Segment Open
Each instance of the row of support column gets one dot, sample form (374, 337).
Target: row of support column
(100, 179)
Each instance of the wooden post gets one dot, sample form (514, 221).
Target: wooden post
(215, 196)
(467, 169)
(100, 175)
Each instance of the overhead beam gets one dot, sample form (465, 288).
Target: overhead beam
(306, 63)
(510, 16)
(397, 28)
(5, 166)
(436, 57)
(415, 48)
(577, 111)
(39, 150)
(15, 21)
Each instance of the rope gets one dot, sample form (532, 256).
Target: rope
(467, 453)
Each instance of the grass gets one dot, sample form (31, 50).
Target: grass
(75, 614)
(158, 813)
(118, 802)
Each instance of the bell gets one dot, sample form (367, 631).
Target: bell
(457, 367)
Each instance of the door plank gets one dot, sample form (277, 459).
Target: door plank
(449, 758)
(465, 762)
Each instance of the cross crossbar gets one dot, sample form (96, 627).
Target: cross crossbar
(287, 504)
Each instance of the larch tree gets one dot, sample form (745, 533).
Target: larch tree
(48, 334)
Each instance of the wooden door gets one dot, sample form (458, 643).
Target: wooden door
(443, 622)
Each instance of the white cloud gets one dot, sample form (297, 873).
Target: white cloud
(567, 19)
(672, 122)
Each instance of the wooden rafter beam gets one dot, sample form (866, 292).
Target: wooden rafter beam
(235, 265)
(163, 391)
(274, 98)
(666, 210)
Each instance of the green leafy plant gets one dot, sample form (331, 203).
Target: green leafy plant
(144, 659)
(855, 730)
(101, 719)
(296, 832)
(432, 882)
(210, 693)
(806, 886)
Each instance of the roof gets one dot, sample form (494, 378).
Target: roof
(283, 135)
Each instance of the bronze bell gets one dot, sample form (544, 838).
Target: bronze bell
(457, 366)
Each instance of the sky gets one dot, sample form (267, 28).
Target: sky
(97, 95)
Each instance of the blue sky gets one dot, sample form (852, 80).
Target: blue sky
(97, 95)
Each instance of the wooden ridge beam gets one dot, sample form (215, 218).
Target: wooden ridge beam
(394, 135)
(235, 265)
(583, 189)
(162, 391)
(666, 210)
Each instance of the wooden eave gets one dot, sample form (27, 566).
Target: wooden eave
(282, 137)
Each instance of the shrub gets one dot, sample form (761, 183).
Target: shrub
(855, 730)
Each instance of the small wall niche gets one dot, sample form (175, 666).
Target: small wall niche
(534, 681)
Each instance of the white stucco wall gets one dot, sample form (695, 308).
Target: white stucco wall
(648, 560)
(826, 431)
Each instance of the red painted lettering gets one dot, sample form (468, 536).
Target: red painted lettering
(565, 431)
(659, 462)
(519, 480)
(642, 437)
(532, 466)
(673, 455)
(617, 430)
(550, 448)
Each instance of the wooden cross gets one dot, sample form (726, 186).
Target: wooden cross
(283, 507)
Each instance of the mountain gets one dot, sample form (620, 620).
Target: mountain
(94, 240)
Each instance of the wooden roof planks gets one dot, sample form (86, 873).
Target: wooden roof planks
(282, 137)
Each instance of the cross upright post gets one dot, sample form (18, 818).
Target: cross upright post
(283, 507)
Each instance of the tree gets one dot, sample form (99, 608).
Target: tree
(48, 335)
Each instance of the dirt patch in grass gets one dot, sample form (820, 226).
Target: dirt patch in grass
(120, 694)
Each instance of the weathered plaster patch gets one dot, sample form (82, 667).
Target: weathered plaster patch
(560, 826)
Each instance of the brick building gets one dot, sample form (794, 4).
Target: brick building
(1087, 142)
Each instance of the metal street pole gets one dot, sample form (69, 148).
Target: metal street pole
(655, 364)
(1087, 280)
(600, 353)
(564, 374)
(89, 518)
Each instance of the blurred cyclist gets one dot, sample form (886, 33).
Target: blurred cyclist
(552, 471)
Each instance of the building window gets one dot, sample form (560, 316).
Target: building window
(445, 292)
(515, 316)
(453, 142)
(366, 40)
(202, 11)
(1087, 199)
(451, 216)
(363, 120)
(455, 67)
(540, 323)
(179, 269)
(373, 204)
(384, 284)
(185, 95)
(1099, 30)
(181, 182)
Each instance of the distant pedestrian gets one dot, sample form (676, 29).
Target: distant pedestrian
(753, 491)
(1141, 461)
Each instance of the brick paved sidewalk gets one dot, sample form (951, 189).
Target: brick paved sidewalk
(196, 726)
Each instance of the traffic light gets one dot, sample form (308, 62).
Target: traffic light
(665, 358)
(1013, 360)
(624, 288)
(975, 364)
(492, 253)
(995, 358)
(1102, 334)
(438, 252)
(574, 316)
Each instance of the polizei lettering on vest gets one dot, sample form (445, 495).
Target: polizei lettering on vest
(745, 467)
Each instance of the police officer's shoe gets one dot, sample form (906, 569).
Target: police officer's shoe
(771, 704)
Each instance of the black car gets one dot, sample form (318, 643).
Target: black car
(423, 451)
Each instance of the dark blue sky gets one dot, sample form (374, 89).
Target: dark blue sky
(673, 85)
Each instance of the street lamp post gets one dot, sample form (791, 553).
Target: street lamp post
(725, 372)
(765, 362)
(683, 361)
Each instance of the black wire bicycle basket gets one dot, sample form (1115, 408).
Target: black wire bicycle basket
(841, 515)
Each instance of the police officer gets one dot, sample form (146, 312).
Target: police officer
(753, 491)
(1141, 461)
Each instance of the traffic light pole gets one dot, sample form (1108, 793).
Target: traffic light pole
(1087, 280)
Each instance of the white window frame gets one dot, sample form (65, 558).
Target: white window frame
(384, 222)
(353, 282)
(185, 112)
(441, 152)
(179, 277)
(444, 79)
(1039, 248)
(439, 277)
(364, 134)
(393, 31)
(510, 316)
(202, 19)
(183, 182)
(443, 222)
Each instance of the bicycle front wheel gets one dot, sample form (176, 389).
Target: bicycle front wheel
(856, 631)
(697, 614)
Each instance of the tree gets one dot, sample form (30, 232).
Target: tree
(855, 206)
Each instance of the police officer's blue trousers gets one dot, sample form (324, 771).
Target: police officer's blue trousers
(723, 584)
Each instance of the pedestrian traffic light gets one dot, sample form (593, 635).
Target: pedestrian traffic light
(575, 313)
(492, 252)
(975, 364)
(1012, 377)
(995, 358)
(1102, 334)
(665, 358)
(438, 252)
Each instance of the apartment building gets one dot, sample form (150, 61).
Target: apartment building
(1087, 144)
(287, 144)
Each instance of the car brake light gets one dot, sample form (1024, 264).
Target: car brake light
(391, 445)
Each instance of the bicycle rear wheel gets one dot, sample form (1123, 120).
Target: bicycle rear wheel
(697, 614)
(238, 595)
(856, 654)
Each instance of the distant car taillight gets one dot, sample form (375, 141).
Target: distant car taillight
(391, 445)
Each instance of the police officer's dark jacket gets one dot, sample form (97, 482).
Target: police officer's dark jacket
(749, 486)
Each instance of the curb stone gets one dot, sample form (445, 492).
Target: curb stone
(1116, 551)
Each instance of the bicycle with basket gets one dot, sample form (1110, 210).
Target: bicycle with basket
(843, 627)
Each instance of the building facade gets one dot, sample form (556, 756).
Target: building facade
Segment Closed
What to do >> Only the lines from the one with "Target: bicycle with basket" to the end of the listing are wanted. Print them exactly, keeping both ends.

Response area >>
Target: bicycle with basket
(843, 627)
Each instance of the building facade gets one dot, sample form (556, 756).
Target: building facade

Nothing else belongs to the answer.